REQUIRED WORK
Can you write out again every line in the stretch from the line containing "Return the mask of every instance of the <item>window" through the line containing "POLYGON ((172 24, 172", both ends included, with each polygon coordinate in the answers multiplied by 1.95 and rounded to a whole number, halves up? Keep the requests and their sample layouts unchanged, and give only that stretch.

RECORDS PROVIDED
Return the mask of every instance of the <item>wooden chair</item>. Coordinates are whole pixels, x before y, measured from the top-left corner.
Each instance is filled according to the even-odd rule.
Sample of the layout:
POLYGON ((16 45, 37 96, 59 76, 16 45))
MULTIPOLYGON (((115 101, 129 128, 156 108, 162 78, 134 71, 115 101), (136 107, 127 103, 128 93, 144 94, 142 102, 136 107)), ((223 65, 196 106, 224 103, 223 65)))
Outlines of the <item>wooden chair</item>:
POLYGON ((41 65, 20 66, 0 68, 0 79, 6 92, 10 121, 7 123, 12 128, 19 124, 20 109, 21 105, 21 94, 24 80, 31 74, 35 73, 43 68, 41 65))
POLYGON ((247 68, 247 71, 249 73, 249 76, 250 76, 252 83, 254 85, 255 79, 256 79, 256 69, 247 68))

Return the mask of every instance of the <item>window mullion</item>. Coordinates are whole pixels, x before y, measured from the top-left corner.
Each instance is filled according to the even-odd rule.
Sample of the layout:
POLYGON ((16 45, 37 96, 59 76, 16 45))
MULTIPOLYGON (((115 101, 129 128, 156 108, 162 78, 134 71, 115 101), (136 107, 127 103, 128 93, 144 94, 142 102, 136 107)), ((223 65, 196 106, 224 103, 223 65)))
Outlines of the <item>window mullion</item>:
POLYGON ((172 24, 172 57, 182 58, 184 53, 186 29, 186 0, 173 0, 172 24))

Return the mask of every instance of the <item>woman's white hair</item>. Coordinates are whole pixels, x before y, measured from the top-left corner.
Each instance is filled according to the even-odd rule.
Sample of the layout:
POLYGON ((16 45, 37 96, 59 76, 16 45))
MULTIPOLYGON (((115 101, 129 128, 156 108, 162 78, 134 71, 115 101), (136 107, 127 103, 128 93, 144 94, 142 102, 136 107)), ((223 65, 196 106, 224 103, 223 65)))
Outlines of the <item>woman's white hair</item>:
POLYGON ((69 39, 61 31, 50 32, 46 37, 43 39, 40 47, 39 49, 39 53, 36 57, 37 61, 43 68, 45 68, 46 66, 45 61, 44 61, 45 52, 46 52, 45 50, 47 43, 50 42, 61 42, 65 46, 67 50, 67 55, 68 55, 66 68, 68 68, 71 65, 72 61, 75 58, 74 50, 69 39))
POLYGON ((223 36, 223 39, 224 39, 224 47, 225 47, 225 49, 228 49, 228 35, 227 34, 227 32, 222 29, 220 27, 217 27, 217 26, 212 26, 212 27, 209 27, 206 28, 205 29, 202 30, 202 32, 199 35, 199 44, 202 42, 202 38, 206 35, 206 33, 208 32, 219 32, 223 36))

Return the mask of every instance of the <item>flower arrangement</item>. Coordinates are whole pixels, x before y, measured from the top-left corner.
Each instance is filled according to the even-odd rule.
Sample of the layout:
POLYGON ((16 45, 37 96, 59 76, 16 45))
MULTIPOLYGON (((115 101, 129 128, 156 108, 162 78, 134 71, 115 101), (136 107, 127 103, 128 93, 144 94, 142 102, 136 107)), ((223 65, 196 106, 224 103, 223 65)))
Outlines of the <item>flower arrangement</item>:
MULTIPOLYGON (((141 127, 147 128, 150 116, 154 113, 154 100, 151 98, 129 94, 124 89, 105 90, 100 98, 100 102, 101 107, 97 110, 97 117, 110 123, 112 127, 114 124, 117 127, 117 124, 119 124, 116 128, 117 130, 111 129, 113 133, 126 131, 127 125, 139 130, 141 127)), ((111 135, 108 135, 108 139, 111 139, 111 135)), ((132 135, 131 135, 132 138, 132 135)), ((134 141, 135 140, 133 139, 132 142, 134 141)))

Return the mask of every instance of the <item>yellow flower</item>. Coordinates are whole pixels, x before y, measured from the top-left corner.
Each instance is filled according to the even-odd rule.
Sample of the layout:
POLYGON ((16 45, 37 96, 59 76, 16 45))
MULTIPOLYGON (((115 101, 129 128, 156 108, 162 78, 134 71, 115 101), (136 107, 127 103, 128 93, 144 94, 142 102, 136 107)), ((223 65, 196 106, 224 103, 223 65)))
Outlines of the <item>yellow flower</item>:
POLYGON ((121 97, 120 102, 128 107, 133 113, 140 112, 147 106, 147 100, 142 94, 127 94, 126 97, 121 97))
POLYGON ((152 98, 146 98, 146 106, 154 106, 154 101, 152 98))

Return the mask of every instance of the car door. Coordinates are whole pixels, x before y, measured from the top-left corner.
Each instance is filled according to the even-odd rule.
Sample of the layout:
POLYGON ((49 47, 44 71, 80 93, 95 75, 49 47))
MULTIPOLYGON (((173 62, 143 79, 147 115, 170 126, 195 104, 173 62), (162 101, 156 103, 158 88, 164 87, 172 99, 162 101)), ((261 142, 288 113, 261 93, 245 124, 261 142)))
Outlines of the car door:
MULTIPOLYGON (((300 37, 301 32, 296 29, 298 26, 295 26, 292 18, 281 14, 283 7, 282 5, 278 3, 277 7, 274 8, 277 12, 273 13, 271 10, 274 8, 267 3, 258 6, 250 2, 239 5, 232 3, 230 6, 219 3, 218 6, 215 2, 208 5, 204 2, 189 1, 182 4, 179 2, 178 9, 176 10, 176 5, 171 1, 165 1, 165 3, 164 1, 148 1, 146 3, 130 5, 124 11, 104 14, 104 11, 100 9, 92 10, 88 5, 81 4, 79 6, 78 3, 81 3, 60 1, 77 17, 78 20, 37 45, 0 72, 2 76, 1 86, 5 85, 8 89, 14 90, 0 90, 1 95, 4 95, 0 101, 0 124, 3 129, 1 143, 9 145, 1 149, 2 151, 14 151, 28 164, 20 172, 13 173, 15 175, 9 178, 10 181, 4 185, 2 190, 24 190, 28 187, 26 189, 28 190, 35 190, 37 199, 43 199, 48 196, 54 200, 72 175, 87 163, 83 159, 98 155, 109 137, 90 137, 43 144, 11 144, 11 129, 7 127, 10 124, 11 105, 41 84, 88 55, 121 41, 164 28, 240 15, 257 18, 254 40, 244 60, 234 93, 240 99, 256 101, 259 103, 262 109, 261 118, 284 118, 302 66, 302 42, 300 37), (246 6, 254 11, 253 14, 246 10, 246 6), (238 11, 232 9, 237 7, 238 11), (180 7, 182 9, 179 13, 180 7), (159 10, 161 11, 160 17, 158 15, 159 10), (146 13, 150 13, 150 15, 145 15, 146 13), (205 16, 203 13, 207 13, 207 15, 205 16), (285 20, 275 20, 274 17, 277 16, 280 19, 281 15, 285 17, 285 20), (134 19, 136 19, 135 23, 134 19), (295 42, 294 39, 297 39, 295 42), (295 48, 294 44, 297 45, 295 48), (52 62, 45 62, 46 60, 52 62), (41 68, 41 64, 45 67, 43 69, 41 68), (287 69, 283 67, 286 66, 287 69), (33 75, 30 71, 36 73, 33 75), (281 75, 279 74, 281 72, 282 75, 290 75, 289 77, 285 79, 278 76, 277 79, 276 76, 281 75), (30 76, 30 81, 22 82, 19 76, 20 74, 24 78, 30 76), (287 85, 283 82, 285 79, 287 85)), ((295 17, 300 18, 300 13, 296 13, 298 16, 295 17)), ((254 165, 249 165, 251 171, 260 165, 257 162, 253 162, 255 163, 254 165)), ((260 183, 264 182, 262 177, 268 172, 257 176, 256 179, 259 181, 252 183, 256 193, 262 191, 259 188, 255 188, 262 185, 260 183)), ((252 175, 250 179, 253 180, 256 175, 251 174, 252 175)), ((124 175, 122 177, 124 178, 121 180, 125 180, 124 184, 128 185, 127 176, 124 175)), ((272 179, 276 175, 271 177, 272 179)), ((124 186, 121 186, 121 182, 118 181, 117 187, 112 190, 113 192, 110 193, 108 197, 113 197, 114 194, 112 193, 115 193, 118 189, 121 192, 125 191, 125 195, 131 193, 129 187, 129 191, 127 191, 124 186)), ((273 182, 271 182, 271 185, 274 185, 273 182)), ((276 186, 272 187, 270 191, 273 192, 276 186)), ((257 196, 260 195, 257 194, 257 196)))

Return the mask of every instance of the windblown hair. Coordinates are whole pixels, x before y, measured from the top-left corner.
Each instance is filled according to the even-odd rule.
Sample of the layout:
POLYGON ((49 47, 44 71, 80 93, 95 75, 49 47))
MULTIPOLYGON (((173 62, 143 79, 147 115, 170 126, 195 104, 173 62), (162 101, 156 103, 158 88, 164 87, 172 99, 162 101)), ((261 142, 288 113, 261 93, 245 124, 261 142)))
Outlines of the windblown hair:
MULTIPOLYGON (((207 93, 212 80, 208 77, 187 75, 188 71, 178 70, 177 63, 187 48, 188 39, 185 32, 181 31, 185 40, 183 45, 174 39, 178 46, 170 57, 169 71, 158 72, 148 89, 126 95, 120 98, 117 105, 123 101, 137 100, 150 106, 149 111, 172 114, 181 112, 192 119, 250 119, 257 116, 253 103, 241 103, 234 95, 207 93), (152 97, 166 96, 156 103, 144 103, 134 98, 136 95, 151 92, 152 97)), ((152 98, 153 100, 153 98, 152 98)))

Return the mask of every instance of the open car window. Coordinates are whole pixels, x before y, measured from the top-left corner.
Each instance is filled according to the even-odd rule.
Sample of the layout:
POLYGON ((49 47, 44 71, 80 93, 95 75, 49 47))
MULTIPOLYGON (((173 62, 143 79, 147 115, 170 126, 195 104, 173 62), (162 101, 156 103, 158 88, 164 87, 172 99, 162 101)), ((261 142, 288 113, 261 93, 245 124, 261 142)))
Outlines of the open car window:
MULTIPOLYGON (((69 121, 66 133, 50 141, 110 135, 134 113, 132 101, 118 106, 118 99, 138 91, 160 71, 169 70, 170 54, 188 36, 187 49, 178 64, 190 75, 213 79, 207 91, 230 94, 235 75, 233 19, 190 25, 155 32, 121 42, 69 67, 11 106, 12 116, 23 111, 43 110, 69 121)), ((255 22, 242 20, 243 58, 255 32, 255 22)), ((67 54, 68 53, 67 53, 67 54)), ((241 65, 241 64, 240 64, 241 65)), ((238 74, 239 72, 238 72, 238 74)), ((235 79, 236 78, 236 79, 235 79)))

TASK OUTPUT
Return the mask of every instance of the <item>window mullion</item>. Coordinates are whole pixels, x before y, measured from the top-left corner.
Each instance is filled according to the even-odd rule.
Sample of the layout:
POLYGON ((16 45, 37 96, 59 76, 16 45))
MULTIPOLYGON (((115 101, 129 128, 156 108, 162 78, 134 71, 115 101), (136 107, 127 103, 128 93, 144 94, 142 102, 136 107)), ((223 65, 196 106, 224 103, 223 65)))
Outlines of the <item>window mullion</item>:
POLYGON ((335 47, 335 111, 355 113, 359 103, 363 57, 363 0, 337 0, 335 47))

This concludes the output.